Visual observers who still practice the art of observing the heavens contribute much to the knowledge of mankind. Their role as amateur researchers remains an important ingredient in Solar System study. Since the human eye is the most sensitive instrument we know of we must first learn to observe the Red Planet using the astronomical telescope.

We are often asked; are amateur Mars observers doing useful work?  Have we been made obsolete by the modern space missions into our Solar System? With the volumes of information cataloged by Viking mission scientists, the Hubble Space Telescope (HST), and the modern CCD or WebCam system, why do we think we can contribute to science? But stop and think; when have you seen more than a few images from those space missions of the Red Planet as we would like to see it – a little closer?

We have grown to expect only snapshots of “Barsoom” from our space missions and those spacecraft are not like our backyard telescope, we control them! No machine every dreamed a new insight or puzzled over something it didn’t quite understand -- Mars is a changing world and the more we, the amateur observer, aspire to see it and to understand it.  The final arbiter of knowledge is man himself.  Our tools are Viking, Hubble, and our telescopes, plus our minds.  These space missions have defined and outlined areas for continued future telescopic research.  Even with newer and more modern spacecraft now heading for Mars the only people watching the Red Planet now is you.  Our knowledge of Martian changing phenomena, until the next spacecraft arrives, will come from Earth-bound telescopes from you, the Planetary Astronomer!

The often expressed statement "visual observation is only a subjective method" is a cliché used by some astronomers, indicating that photographs are the only valid scientific method to record conditions on a planet. However, if one takes time to think about this, he should realize that the subjective eye and subjective mind of an astronomer interpret that same objective photograph, in its final analysis.   How can we contribute to mankind’s knowledge of Mars? Well, it is not necessary to contribute anything to anyone else but to the satisfaction of the observer himself or herself. One may consider the words of an early member of the A.L.P.O., Joel W. Goodman, who wrote in 1967:

"Can it be, then, that the amateur is poorly rewarded for his efforts? If the yardstick we apply is the significance of his scientific contributions, then the answer must, in a sense, be yes. But the chase is often more rewarding that the kill. The primary motivation o the amateur is not, and never has been, his opportunity to contribute to science. The modest contributions he can make are all to the good; but his clarion call is the pure pleasure to be derived from studying the moon and planets at first hand, and from the excitement of the realization that they are largely unknown, mysterious worlds, the next frontier of man’s exploration."

Data listing —
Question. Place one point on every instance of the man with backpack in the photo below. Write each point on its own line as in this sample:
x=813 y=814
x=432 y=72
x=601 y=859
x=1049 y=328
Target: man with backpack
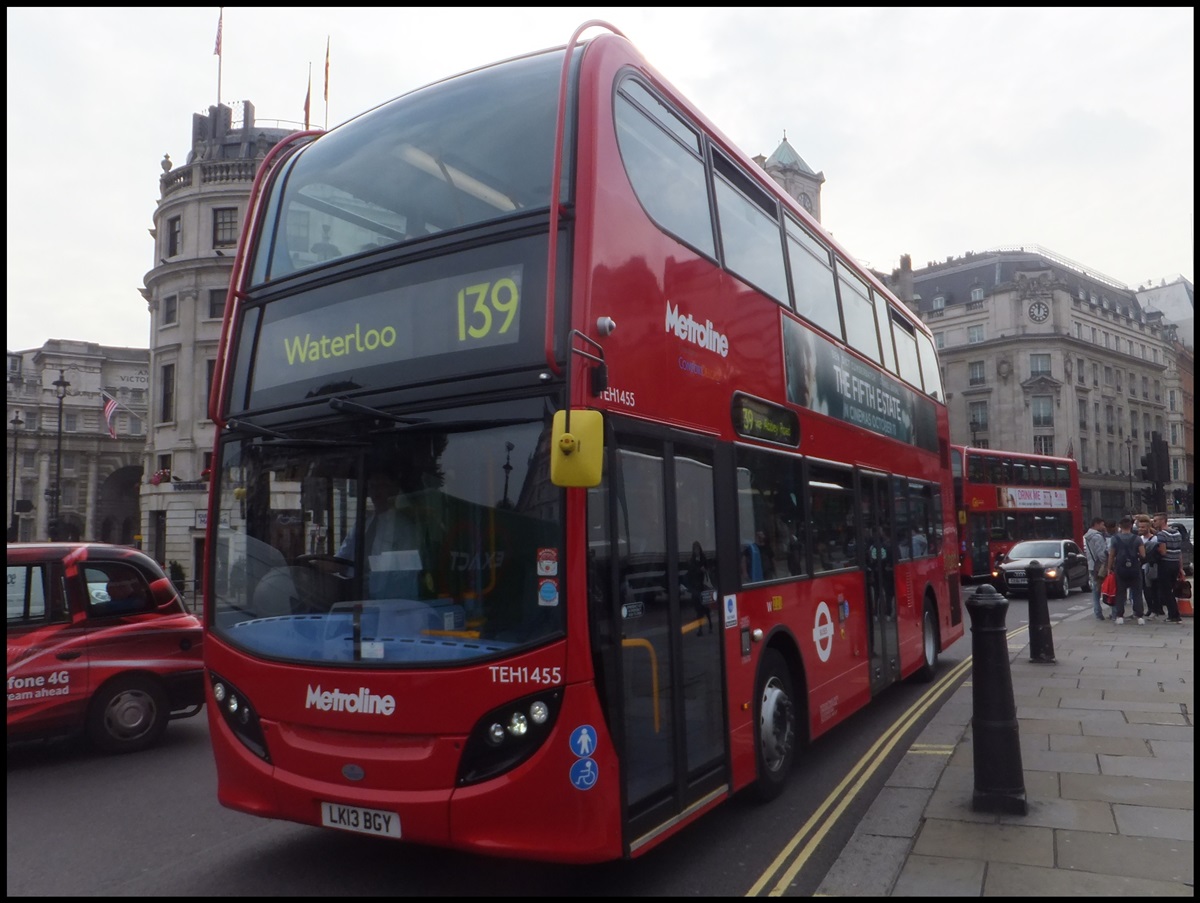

Work to complete — Write out everything from "Visual observers who" down to "the astronomical telescope." in the article about amateur Mars observing. Rely only on the article about amateur Mars observing.

Answer to the problem —
Visual observers who still practice the art of observing the heavens contribute much to the knowledge of mankind. Their role as amateur researchers remains an important ingredient in Solar System study. Since the human eye is the most sensitive instrument we know of we must first learn to observe the Red Planet using the astronomical telescope.